THE RECORDS:

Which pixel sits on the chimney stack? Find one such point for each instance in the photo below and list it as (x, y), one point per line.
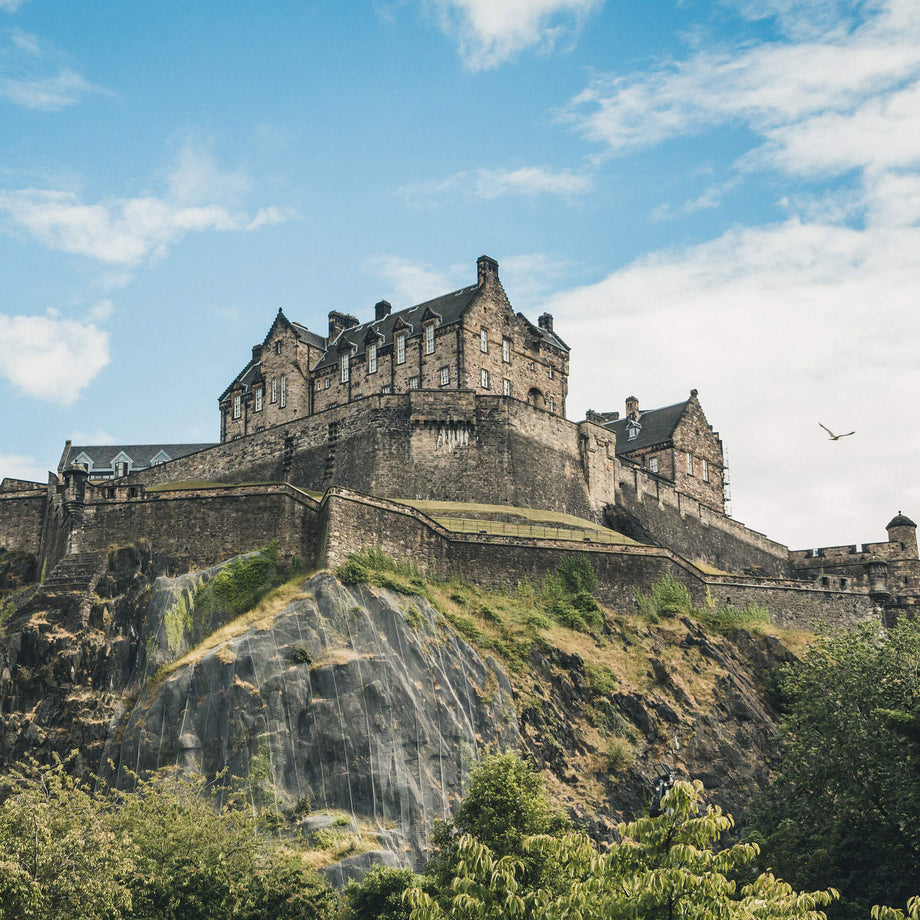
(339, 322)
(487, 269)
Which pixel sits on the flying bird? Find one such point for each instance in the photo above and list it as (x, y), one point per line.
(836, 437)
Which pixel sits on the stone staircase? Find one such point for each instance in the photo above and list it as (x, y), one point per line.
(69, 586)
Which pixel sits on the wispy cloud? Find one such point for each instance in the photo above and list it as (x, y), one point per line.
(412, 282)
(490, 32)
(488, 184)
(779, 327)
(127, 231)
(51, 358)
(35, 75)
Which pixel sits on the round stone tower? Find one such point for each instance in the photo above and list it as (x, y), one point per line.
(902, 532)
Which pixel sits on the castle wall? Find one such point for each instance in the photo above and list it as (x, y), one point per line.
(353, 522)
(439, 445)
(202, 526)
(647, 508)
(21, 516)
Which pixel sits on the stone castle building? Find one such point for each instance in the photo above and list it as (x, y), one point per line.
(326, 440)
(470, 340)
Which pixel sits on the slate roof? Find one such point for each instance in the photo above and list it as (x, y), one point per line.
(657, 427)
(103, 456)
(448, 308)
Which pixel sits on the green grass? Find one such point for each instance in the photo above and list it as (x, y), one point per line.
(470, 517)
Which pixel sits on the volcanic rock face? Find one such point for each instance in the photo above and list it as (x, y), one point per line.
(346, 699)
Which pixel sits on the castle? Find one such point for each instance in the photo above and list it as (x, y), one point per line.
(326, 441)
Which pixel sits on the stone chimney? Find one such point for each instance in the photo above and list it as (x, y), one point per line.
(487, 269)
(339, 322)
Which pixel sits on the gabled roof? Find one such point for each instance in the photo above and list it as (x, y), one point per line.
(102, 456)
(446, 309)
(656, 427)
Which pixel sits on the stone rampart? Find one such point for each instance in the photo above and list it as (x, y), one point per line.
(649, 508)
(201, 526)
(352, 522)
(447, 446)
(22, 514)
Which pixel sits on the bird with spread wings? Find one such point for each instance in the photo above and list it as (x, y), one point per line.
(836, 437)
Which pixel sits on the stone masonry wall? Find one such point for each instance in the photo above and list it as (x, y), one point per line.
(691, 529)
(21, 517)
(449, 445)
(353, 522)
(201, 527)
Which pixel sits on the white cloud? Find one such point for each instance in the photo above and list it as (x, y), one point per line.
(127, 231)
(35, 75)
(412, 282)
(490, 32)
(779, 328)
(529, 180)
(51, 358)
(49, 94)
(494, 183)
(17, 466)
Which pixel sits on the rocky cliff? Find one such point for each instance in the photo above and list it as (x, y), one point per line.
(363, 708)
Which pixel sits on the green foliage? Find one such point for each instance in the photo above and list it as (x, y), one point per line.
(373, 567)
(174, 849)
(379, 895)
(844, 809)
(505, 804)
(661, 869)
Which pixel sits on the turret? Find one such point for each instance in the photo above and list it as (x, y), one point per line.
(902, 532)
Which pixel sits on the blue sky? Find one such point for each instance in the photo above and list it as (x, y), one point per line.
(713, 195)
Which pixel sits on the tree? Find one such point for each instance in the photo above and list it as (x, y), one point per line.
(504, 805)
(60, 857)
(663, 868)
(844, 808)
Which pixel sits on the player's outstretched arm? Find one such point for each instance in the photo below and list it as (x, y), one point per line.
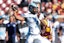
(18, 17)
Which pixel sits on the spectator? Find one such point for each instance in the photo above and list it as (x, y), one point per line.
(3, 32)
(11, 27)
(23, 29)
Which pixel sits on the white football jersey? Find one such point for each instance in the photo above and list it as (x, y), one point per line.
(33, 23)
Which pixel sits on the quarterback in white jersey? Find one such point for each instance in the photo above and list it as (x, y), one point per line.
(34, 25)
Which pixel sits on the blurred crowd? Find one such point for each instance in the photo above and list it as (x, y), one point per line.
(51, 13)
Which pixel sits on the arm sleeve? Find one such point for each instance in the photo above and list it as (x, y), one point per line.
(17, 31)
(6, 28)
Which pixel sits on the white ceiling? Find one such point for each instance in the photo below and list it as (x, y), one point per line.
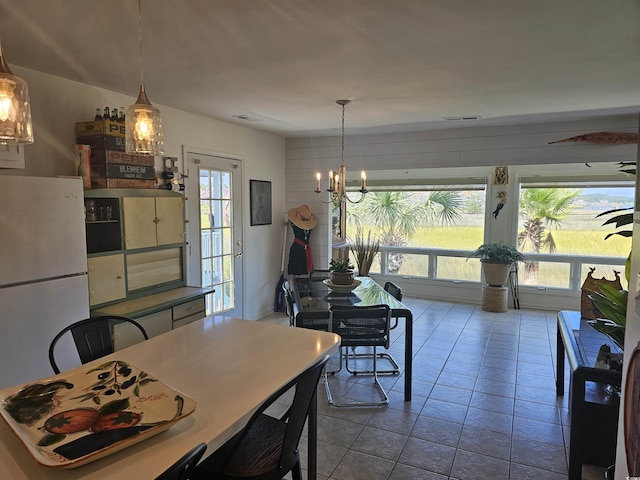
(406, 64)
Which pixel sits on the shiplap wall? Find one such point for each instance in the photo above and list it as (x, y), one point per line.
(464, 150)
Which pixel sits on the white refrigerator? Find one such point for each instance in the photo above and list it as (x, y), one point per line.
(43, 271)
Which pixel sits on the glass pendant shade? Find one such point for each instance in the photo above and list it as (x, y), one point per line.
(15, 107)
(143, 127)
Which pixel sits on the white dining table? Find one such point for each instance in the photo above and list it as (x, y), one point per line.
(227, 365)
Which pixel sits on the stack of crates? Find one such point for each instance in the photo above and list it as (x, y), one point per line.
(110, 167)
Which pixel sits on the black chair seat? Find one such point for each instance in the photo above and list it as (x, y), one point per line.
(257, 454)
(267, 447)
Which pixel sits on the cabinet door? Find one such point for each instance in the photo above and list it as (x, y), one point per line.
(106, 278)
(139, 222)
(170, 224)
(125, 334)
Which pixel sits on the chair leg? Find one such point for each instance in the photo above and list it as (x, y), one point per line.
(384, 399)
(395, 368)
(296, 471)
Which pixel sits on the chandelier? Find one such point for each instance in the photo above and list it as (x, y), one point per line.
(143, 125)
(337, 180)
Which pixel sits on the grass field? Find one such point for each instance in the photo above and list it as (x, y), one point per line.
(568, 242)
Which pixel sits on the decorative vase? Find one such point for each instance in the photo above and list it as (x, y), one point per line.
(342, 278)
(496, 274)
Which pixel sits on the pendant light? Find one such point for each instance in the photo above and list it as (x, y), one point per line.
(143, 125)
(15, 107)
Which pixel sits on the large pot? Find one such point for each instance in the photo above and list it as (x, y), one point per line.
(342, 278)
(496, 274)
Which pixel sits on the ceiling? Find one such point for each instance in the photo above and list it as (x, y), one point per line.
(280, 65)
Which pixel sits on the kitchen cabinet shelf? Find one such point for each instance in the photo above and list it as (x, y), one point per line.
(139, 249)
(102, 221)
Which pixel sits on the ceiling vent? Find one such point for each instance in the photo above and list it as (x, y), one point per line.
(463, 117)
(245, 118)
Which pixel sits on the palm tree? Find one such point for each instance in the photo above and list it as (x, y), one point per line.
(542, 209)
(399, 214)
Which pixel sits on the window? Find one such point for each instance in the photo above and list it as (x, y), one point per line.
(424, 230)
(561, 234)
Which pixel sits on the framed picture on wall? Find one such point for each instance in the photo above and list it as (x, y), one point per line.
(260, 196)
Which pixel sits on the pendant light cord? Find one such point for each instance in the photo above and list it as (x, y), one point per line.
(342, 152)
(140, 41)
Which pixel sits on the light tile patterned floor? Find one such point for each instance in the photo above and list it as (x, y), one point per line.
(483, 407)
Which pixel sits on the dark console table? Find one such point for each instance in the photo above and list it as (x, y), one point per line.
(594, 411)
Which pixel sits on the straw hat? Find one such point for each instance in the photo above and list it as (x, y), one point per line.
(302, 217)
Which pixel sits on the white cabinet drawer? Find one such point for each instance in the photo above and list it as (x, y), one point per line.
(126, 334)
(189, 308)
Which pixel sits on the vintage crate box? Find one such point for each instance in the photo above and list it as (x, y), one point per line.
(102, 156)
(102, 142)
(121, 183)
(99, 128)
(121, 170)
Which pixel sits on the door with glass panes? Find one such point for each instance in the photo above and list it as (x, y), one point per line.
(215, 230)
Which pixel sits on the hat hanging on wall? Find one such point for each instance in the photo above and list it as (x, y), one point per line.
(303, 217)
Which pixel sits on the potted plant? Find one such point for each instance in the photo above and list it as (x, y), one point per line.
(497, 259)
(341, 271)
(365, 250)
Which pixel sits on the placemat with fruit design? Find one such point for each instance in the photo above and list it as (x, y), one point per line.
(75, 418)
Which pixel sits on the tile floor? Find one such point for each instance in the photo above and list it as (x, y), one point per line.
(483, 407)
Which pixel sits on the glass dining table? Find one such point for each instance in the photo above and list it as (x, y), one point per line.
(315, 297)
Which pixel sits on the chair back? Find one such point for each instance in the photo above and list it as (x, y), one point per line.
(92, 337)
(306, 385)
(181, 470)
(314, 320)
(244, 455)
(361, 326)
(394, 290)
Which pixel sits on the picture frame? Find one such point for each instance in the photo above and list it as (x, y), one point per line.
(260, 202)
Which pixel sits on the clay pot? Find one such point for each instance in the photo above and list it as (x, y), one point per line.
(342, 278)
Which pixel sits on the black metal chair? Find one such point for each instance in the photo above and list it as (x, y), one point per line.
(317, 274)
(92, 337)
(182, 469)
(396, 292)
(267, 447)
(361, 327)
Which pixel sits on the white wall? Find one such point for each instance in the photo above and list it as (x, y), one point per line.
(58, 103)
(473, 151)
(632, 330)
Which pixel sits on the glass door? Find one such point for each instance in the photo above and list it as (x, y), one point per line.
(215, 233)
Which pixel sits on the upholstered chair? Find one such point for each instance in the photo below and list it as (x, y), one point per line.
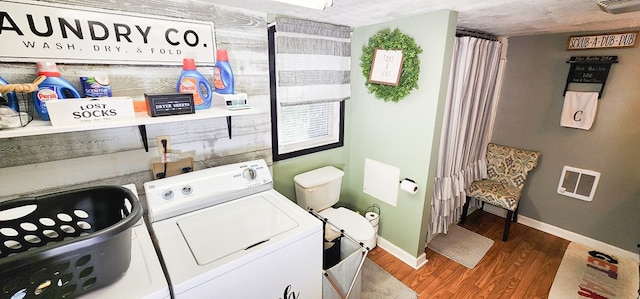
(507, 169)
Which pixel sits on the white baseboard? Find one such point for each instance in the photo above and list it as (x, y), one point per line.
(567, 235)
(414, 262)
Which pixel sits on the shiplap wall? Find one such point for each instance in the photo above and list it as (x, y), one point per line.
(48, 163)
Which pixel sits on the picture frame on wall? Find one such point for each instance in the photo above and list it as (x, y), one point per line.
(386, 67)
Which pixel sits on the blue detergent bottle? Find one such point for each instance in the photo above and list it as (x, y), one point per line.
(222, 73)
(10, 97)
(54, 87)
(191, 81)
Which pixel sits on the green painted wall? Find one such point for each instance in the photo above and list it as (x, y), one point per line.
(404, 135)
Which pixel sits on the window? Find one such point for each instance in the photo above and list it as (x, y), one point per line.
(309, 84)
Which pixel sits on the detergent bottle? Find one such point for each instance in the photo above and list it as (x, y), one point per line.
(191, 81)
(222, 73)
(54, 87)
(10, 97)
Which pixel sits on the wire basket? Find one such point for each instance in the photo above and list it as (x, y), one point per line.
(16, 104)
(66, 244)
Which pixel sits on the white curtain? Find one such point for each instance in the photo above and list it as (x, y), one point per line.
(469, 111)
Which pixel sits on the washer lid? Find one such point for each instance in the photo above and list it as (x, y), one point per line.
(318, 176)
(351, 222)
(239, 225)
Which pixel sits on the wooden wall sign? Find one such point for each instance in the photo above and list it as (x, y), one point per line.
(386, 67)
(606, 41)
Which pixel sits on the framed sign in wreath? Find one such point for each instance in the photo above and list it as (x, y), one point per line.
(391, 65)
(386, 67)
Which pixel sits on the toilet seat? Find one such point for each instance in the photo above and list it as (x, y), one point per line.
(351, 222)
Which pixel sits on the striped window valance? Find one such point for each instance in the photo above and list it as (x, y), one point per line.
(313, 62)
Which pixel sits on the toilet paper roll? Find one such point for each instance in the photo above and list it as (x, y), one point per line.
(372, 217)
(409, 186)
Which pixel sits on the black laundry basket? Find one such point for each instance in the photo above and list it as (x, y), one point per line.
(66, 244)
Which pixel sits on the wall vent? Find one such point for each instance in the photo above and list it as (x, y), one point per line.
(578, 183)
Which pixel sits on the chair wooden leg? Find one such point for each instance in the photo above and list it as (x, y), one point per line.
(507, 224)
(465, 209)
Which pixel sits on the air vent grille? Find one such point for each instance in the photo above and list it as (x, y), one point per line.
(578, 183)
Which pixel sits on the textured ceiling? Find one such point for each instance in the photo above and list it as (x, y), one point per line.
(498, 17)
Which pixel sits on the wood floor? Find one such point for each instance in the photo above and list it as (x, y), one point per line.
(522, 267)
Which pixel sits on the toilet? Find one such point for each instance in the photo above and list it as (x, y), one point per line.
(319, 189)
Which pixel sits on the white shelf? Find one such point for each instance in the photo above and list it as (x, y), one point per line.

WORK REQUIRED: Copy the material from the line containing "Which pixel sits on the toilet?" through the end of the material, both ends included and the requests kept unchanged. In the answers, multiply every coordinate by 0.9 and round to whole numbers, rounding halves up.

REPLY:
Which pixel sits on the toilet? Find one such point for each instance in the photo above and list it as (x, y), one point per line.
(287, 170)
Which pixel sits on the white shelf? Find one such point for each instance in the photo above and list it as (x, y), one point per line.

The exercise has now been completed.